═══ Materials provided

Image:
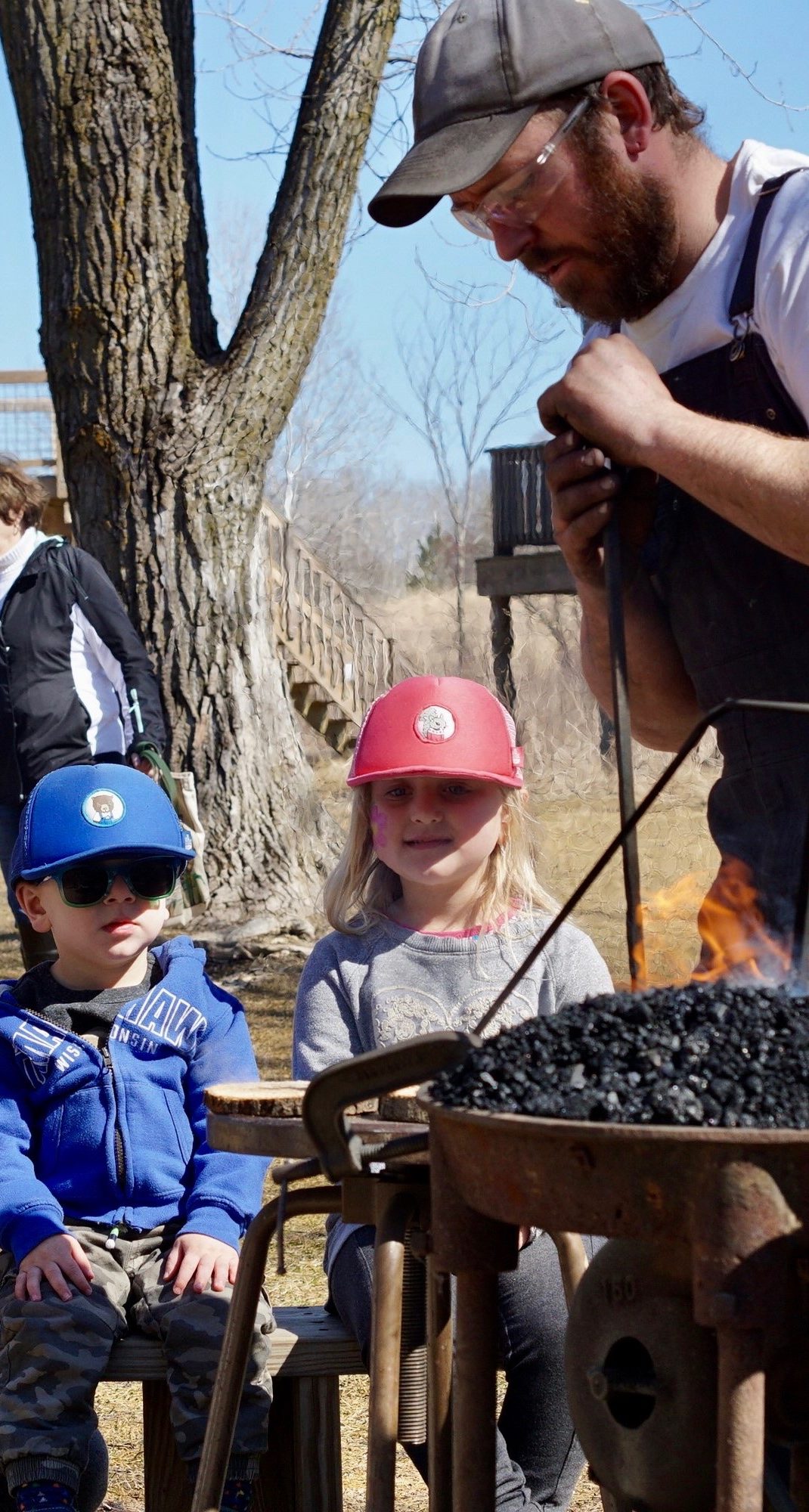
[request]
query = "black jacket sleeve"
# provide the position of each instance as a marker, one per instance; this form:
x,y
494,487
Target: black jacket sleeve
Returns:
x,y
102,606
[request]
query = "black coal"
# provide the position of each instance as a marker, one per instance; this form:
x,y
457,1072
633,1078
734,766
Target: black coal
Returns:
x,y
704,1055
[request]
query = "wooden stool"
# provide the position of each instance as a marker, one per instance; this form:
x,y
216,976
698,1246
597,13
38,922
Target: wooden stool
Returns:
x,y
302,1470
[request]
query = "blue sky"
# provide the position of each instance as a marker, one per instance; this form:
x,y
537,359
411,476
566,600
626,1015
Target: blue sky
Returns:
x,y
380,287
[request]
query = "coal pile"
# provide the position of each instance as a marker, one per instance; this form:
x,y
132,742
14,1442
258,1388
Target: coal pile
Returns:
x,y
722,1056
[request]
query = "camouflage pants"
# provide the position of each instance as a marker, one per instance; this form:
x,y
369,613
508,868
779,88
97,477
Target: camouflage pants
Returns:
x,y
54,1354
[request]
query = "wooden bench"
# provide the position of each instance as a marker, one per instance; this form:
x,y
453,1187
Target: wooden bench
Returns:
x,y
302,1470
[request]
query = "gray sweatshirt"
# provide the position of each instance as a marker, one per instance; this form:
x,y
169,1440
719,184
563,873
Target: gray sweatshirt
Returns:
x,y
362,993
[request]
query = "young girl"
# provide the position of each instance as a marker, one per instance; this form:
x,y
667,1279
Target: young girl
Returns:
x,y
435,903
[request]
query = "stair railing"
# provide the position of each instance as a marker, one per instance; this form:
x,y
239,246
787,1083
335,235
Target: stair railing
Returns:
x,y
326,631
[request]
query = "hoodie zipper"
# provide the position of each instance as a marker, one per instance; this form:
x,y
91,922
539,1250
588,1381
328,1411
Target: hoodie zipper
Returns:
x,y
120,1159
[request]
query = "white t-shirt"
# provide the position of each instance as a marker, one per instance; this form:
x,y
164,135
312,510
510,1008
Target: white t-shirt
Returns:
x,y
695,320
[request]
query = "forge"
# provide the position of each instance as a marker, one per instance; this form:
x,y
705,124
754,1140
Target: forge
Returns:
x,y
690,1327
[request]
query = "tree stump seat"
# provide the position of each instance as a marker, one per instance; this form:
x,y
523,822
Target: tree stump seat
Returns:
x,y
302,1470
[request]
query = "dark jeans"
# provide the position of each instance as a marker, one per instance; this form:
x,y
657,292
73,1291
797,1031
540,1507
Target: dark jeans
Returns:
x,y
539,1457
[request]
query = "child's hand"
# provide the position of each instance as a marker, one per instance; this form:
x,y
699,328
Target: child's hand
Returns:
x,y
200,1260
61,1260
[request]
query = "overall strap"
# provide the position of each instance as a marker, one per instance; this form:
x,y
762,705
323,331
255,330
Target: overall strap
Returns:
x,y
745,291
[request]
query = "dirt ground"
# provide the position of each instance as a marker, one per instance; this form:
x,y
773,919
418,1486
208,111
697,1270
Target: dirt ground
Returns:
x,y
674,841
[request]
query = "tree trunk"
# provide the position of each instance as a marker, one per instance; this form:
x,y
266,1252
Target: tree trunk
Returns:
x,y
164,436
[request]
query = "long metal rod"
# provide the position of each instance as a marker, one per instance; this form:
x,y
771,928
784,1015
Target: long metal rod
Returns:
x,y
740,1424
801,938
439,1389
386,1340
613,565
713,717
237,1340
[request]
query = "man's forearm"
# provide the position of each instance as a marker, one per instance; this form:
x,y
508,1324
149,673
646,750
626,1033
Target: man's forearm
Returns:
x,y
752,479
662,696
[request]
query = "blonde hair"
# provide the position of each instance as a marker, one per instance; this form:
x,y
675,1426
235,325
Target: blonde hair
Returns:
x,y
362,885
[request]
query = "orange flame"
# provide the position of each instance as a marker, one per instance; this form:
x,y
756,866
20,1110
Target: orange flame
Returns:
x,y
736,940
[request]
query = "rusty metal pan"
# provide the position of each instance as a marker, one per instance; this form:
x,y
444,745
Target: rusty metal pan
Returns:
x,y
604,1179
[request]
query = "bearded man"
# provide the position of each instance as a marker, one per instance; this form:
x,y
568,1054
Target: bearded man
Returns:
x,y
559,134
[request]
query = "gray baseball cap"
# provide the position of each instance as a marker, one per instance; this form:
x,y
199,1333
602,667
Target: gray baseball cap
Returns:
x,y
485,70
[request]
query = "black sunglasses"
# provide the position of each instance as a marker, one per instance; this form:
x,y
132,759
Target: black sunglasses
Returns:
x,y
88,882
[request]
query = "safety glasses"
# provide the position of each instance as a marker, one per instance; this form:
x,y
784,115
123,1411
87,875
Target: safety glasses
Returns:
x,y
88,882
524,196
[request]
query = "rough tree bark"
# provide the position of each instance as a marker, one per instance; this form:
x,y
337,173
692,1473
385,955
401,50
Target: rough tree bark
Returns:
x,y
164,435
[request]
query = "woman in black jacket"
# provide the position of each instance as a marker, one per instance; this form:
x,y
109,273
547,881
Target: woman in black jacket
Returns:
x,y
76,684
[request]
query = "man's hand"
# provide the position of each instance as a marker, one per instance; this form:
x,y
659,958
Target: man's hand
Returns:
x,y
203,1262
143,764
613,395
58,1260
583,497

══════

### Short task
Pull out and copy each line above that contains the word "stump".

### Result below
query = "tree stump seat"
Target: tree stump seat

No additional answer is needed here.